Many Sri Lankans hold the Rajapaksas responsible for their suffering. Anger against the clan, which is pervasive in the country’s power structures, has boiled over onto the streets of Colombo and other cities. At protest sites, calls for the resignation of President Gotabaya Rajapaksa and his elder brother, Prime Minister Mahinda Rajapaksa, have only grown louder.
Several Rajapaksas stepped down from ministerial positions when the Sri Lankan cabinet resigned en masse on April 3. They included Finance Minister Basil Rajapaksa and Irrigation Minister Chamal Rajapaksa, who are brothers of the president and prime minister, as well as Sports Minister Namal Rajapaksa, the prime minister’s eldest son.
But Sri Lankans are saying that this isn’t enough. They want Gotabaya and Mahinda to step down, too. They want the entire Rajapaksa clan to leave the island.
Only a few years ago, Gotabaya and Mahinda were adored by Sri Lanka’s Sinhalese majority. But now they are perceived as the main villains responsible for the current crisis.
When Mahinda was president between 2005 and 2015, Gotabaya, a former colonel in the Sri Lankan Army, was defense secretary. The two brothers oversaw military operations against the Liberation Tigers of Tamil Eelam (LTTE). They gave the armed forces a free hand not only to wipe out the insurgent group, but also to carry out aerial bombing and shelling of civilians and the execution of surrendered LTTE fighters. The military operations culminated in the defeat of the LTTE in May 2009.
With the end of the 25-year civil war, Mahinda and Gotabaya came to be revered as “war heroes” by the Sinhalese majority. A wave of Sinhalese triumphalism gave Mahinda a second term as president.

# DATA SUPPLIED:

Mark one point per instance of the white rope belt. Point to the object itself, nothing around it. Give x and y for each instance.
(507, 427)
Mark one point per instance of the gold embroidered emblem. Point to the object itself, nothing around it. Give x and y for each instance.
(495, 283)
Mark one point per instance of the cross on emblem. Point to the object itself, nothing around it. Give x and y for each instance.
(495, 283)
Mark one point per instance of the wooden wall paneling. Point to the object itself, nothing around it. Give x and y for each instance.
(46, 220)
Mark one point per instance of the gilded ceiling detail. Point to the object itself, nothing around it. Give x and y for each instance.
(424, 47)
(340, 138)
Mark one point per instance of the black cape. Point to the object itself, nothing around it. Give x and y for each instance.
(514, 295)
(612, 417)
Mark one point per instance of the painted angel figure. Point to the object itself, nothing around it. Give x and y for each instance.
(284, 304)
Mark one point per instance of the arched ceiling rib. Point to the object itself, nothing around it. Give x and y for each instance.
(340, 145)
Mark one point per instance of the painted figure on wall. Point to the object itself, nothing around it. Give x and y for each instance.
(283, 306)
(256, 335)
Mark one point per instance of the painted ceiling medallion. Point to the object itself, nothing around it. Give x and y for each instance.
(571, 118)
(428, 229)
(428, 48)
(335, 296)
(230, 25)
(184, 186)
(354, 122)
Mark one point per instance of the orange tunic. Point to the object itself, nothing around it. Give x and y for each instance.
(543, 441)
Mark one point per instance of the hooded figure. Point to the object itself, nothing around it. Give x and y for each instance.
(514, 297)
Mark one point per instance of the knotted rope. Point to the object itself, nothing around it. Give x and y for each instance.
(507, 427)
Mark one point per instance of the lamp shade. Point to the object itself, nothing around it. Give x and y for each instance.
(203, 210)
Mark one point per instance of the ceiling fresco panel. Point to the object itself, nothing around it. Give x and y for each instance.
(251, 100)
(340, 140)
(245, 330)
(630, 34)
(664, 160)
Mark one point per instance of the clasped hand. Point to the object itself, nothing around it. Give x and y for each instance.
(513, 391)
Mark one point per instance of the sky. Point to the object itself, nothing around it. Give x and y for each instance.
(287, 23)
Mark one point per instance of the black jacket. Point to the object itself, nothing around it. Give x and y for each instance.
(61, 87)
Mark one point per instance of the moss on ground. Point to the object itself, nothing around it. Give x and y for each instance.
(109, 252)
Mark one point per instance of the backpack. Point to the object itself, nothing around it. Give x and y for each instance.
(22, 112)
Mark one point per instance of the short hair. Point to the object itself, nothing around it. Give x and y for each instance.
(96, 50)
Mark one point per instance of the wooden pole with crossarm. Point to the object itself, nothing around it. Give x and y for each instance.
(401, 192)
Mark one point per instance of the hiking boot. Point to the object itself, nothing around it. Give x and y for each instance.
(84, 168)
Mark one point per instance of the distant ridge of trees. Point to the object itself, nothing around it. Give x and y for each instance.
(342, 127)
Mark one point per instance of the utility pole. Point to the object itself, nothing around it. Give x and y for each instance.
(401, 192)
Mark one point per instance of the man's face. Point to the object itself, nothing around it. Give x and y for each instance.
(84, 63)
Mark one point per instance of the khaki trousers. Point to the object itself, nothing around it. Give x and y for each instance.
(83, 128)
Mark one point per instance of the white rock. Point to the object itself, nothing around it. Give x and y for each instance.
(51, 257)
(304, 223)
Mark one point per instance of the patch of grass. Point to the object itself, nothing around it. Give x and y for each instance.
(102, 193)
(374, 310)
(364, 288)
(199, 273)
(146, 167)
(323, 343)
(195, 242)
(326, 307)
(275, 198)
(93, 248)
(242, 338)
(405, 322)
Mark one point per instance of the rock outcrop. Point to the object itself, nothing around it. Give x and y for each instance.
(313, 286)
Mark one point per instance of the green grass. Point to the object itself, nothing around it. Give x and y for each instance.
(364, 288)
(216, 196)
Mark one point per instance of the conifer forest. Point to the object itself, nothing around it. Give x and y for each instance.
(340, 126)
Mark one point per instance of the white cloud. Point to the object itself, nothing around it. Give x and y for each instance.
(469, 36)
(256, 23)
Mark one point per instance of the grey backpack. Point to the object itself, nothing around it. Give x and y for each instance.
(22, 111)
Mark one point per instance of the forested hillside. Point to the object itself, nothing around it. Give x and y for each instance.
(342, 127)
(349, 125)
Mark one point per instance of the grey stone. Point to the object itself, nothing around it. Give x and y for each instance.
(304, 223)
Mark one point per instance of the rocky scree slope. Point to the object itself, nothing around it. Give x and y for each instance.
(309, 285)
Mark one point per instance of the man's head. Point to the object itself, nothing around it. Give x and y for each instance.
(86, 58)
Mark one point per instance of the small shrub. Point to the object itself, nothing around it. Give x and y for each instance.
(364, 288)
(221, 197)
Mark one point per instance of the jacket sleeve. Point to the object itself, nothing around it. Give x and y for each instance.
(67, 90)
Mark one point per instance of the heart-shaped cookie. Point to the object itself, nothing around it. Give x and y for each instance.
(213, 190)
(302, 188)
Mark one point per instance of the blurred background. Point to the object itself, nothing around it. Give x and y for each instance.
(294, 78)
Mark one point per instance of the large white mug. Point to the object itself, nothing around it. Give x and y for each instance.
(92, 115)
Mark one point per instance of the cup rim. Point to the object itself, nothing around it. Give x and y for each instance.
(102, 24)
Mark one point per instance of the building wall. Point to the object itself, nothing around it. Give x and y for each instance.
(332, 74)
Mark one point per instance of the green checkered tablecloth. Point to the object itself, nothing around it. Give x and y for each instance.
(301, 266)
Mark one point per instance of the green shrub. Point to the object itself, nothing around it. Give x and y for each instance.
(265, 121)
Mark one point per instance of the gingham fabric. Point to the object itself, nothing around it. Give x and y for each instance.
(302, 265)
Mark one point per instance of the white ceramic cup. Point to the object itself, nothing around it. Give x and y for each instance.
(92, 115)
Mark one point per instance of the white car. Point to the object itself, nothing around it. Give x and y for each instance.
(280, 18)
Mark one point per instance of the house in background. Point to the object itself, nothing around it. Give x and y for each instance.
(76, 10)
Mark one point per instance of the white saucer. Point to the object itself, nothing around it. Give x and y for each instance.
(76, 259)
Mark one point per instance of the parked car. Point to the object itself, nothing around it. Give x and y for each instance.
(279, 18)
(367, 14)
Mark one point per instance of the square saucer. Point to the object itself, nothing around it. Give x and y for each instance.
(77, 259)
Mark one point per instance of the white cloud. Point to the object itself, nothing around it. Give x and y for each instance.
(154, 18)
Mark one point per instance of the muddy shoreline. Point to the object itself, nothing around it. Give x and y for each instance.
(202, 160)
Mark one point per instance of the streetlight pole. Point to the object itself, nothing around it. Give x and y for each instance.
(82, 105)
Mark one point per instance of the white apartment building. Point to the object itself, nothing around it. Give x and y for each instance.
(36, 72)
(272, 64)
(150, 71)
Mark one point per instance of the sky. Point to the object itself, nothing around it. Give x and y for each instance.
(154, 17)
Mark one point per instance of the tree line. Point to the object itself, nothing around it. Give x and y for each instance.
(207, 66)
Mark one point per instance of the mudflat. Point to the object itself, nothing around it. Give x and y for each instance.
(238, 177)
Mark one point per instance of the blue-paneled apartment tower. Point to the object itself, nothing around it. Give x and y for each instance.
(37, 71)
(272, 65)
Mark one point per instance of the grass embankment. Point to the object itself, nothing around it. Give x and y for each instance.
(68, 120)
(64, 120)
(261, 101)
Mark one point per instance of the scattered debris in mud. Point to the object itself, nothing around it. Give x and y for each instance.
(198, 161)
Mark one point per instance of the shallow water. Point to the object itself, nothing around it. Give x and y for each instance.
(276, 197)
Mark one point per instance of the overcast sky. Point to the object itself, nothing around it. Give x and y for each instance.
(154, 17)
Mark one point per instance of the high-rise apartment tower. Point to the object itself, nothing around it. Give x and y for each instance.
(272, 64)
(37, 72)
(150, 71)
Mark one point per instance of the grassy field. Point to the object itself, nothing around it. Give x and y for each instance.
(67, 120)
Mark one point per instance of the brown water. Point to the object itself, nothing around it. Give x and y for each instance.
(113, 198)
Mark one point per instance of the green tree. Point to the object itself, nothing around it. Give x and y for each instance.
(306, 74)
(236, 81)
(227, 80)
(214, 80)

# SHORT PROBLEM 1:
Translate this sentence from the Sri Lanka passage into Spanish: "Only a few years ago, Gotabaya and Mahinda were adored by Sri Lanka's Sinhalese majority."
# SHORT PROBLEM 2:
Scale the entries from the line with "Mark one point per instance of the mudflat." up to and including the last line of the entries, and give only those lines again, requests included. Multiply every x and y coordinate in the answers by 0.65 and round to whole numbers, with halves rounded up.
The Sri Lanka passage and the entries have nothing to do with each other.

# CORRECT RESULT 1:
Hace solo unos años, Gotabaya y Mahinda eran adorados por la mayoría cingalesa de Sri Lanka.

# CORRECT RESULT 2:
Mark one point per instance of the mudflat. Point to the object itself, nothing around it. Give x and y for each instance.
(155, 115)
Mark one point per instance of the blue-paneled apartment tower. Point to the object itself, nothing around it. Give x and y for each instance.
(24, 46)
(177, 42)
Mark one point per instance of the grass embankment. Point to the object itself, nothing around it. Give x and y for each instance.
(44, 78)
(42, 78)
(170, 66)
Mark one point per instance of the scattered debris in mud. Point to the object itself, nothing around it. Give x and y for each instance.
(129, 105)
Mark one point per instance of the shallow water. Point to the object itself, nothing around it. Give x and y for each instance.
(179, 128)
Mark one point per instance of the overcast sky. Point to the object itself, nothing around it. Give x and y for each instance.
(100, 11)
Mark one point per instance of the high-rise apartment tower. Point to the object itself, nothing around it. Give x and y for each instance.
(177, 42)
(24, 47)
(98, 46)
Mark one point per instance of the grassy field. Point to the object itself, nothing around it. Give x and y for each instance.
(44, 78)
Mark one point per instance of the brown water. Point to the object itself, nothing around it. Give x and y for each instance.
(73, 129)
Mark one point per instance of the green tree. Point to the object itself, nothing around it. Give x and y for each instance.
(199, 48)
(153, 53)
(148, 52)
(139, 52)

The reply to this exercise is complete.